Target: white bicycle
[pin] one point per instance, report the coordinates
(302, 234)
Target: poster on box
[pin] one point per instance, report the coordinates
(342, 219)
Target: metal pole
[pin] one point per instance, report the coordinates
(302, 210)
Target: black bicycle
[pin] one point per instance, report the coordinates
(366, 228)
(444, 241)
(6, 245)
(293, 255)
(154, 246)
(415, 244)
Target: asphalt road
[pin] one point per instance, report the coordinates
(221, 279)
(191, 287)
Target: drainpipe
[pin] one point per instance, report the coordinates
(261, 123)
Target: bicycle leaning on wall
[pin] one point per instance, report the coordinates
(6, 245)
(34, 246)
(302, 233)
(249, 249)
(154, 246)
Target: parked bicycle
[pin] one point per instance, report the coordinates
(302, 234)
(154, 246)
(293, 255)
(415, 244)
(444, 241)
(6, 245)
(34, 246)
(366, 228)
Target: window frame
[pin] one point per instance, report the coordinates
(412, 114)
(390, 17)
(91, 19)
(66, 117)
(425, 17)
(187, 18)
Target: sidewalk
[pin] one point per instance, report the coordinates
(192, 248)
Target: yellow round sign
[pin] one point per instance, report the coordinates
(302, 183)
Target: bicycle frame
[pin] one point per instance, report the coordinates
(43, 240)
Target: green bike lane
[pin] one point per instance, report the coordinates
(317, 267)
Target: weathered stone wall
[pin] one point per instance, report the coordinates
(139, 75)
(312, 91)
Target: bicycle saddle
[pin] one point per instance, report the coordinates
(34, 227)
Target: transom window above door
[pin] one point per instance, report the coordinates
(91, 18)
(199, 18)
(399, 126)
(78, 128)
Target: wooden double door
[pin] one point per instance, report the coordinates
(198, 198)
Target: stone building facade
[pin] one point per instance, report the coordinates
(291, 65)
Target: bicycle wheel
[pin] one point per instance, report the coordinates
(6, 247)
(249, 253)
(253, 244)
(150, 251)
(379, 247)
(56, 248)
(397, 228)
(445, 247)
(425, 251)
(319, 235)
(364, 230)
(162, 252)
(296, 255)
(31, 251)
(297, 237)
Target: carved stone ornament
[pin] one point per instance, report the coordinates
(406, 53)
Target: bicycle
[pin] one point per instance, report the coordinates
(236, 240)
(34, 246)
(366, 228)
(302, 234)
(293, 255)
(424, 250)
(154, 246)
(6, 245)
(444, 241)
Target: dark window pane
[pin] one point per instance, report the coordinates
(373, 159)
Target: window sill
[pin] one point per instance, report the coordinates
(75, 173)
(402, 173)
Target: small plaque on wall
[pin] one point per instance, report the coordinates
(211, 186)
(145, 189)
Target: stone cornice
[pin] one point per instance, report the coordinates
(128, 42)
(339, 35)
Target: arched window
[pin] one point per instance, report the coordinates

**********

Rewrite all of the lines above, changing every "bicycle" to "cycle" and leaving everything else unchanged.

_In response_.
Target: white cycle
[pin] one point per instance, report the coordinates
(302, 234)
Target: poster on box
[pin] one point per instance, report the coordinates
(342, 219)
Target: metal pole
[pin] one point per instance, report the coordinates
(302, 210)
Target: black cycle
[pin] one point per instance, report the coordinates
(366, 228)
(444, 241)
(6, 245)
(293, 255)
(154, 246)
(415, 244)
Target: asphalt road
[pin] one point per instance, report the coordinates
(221, 279)
(191, 287)
Target: drainpipe
[pin] one point per instance, report the coordinates
(261, 123)
Target: cycle leaning on wall
[pin] one point per instance, report the coordinates
(6, 245)
(34, 246)
(302, 233)
(249, 249)
(154, 246)
Target: parked cycle
[pin] one point per instance, report the coordinates
(302, 234)
(154, 246)
(293, 255)
(415, 244)
(444, 241)
(6, 245)
(34, 246)
(366, 228)
Target: window frame
[pin] one point per instance, report the coordinates
(412, 114)
(390, 17)
(91, 19)
(66, 117)
(425, 17)
(187, 18)
Target: sidewalk
[pin] one point per instance, report the coordinates
(192, 248)
Target: yellow round sign
[pin] one point per instance, report the coordinates
(302, 183)
Target: cycle frame
[pin] one point per instance, report the coordinates
(43, 240)
Target: green bike lane
[pin] one point per instance, report the coordinates
(317, 267)
Target: weathered stone wall
[pin] one point per instance, report the coordinates
(139, 75)
(312, 91)
Target: cycle saddle
[pin] one point per instance, report the coordinates
(34, 227)
Target: transom window above door
[pin] one point per instance, report the coordinates
(91, 18)
(199, 18)
(399, 126)
(78, 128)
Target: wooden double door
[pin] one point per instance, report the coordinates
(198, 198)
Target: stone building facade
[pin] one point per instance, report the coordinates
(291, 65)
Target: cycle wheel
[pin] one point per instance, report the coordinates
(6, 247)
(249, 253)
(253, 244)
(150, 251)
(379, 247)
(56, 248)
(397, 228)
(445, 247)
(425, 251)
(319, 235)
(364, 230)
(162, 252)
(296, 255)
(31, 251)
(297, 237)
Target: carved stone ornament
[pin] one point per instance, report the coordinates
(406, 53)
Target: cycle
[pin] one point per instance, report the coordinates
(236, 240)
(34, 246)
(366, 228)
(302, 234)
(293, 255)
(424, 250)
(154, 246)
(6, 245)
(444, 241)
Target: dark window pane
[pin] one point per instance, report the coordinates
(373, 159)
Target: window sill
[pin] one point per instance, report the coordinates
(75, 173)
(402, 173)
Target: small plaque on wall
[pin] one point per instance, report the coordinates
(211, 186)
(145, 189)
Target: stone cornice
[pin] one point per instance, report the coordinates
(128, 42)
(339, 35)
Target: arched window
[pin] one point per instance, report the coordinates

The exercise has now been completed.